▶ CONSIGNES À SUIVRE:
1) Recopiez à l'identique le passage de l'article sur les Wampas qui commence à "- Stan Cuesta" et se termine à "un état d’esprit.".
2) Répondez aux questions suivantes à partir de l'article sur les Wampas.
(a) Depuis quelle année les Wampas existent-ils ?
(b) Qui produit le nouvel album du groupe ?
(c) Dans quelle ville la rencontre a-t-elle lieu ?

▶ TEXTE À LIRE:

******

Rock & Folk

LES WAMPAS

Avec Lionel Limiñana, qui produit le nouvel album du groupe, Didier Wampas s’est découvert quelques atomes crochus : les Damned et Mike Brant, Vince Taylor et les Charlots... Rencontre sétoise.

- Stan Cuesta

LES WAMPAS EXISTENT DEPUIS 1983 mais viennent de sortir un nouvel album, “Sauvre Le Monde”, qui est probableme­nt leur meilleur à ce jour. Peut-être parce qu’il est produit par Lionel Limiñana, qui semble transforme­r tout ce qu’il touche en or. Peut-être parce que Didier Wampas est l’un des meilleurs auteurs de chansons du monde de France. Peut-être un peu des deux... Rencontre avec ces deux allumés, passionnés de musique, à Sète, chez Didier, où Lionel est venu participer à l’interview, en voisin (150 kilomètres depuis Perpignan, tout de même), pour le plaisir. Tout un état d’esprit.

******

▶ ENTRÉES FOURNIES:

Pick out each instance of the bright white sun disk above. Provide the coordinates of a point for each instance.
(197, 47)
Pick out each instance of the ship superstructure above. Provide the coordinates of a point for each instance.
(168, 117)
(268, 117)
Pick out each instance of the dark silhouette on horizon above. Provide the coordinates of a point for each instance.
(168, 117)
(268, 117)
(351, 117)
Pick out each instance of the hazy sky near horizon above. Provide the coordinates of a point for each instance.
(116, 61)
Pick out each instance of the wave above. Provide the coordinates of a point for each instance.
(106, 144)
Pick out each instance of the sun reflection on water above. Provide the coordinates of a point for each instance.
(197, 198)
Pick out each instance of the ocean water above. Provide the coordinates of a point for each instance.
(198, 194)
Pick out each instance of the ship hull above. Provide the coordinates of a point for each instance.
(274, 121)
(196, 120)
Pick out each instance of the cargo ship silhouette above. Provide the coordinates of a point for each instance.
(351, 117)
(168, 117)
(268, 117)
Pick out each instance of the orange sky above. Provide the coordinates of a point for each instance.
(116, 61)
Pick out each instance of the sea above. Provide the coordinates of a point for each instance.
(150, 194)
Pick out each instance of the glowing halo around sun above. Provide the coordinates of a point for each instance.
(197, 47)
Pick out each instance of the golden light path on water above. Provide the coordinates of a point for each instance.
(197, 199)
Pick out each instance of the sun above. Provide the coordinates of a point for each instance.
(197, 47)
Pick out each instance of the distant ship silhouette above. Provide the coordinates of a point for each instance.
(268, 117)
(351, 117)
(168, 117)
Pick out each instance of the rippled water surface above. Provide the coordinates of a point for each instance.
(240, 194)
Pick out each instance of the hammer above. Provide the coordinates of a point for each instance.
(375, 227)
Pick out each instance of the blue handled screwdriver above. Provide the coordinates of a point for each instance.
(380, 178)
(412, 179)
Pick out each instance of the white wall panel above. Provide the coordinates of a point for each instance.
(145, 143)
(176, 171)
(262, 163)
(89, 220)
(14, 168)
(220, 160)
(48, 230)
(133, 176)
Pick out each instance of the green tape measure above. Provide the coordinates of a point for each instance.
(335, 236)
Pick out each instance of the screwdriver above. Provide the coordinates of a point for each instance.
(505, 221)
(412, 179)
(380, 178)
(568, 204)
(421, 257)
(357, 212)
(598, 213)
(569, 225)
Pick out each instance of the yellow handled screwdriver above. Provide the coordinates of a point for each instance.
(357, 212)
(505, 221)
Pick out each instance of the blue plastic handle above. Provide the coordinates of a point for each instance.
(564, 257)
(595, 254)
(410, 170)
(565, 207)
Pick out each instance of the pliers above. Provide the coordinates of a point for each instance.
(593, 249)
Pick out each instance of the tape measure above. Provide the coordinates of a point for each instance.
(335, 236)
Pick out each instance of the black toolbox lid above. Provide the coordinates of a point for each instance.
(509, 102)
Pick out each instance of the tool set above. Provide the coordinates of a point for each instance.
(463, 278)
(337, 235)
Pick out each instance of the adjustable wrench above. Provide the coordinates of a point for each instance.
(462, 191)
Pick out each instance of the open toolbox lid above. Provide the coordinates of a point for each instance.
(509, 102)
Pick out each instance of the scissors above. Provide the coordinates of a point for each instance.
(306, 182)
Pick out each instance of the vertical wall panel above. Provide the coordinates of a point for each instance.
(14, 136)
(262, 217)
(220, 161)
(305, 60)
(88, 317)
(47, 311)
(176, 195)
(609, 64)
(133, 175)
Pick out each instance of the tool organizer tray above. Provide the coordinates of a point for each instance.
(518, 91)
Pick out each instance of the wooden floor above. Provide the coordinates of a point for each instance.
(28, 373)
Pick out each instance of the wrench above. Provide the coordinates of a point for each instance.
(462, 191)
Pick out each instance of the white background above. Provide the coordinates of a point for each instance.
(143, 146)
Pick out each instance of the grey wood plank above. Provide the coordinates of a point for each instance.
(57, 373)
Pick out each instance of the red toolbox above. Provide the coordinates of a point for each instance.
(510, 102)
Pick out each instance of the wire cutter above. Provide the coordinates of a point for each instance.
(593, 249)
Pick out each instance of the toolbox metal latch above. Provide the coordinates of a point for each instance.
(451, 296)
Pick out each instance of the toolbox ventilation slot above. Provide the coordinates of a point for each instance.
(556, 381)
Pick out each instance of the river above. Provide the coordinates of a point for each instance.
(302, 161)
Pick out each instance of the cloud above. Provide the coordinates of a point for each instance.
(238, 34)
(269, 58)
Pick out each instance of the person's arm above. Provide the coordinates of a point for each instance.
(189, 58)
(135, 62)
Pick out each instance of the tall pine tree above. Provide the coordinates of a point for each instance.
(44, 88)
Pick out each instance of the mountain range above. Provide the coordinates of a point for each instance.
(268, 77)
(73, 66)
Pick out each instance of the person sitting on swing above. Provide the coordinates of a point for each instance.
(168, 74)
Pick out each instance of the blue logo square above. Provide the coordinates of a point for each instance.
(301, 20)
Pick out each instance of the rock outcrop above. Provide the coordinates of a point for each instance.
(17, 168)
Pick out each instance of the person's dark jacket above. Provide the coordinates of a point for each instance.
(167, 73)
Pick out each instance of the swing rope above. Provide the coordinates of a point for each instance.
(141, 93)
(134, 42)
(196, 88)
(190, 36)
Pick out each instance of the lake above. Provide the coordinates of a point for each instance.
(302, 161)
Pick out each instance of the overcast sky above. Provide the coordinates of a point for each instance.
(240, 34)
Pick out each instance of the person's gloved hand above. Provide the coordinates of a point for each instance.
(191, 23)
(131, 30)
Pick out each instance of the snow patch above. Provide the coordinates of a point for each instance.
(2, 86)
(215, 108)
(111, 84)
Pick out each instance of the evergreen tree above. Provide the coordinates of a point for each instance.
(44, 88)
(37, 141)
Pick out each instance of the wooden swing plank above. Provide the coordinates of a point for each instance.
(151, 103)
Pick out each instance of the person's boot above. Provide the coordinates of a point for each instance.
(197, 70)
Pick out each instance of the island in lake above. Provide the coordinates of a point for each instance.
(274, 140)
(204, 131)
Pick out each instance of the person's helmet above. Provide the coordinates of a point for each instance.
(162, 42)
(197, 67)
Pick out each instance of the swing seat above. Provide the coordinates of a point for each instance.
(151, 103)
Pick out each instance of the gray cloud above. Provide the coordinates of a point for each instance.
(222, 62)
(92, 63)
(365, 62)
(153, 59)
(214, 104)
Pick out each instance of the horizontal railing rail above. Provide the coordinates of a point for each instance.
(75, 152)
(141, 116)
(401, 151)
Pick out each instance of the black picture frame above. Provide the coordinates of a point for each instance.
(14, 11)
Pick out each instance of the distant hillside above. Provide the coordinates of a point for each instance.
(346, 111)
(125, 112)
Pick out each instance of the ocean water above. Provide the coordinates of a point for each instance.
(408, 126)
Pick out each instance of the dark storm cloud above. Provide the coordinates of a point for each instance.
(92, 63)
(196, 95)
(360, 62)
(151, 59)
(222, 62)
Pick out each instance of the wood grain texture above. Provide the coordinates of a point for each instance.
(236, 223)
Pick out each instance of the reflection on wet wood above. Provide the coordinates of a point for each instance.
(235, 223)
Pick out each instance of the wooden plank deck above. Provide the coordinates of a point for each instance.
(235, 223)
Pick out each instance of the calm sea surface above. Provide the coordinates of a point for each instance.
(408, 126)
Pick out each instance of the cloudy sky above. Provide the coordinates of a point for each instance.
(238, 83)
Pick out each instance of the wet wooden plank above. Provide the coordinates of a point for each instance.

******

▶ RÉPONSES DANS L'ORDRE:
1)
- Stan Cuesta

LES WAMPAS EXISTENT DEPUIS 1983 mais viennent de sortir un nouvel album, “Sauvre Le Monde”, qui est probableme­nt leur meilleur à ce jour. Peut-être parce qu’il est produit par Lionel Limiñana, qui semble transforme­r tout ce qu’il touche en or. Peut-être parce que Didier Wampas est l’un des meilleurs auteurs de chansons du monde de France. Peut-être un peu des deux... Rencontre avec ces deux allumés, passionnés de musique, à Sète, chez Didier, où Lionel est venu participer à l’interview, en voisin (150 kilomètres depuis Perpignan, tout de même), pour le plaisir. Tout un état d’esprit.

2)
(a) Depuis 1983.
(b) Lionel Limiñana.
(c) À Sète.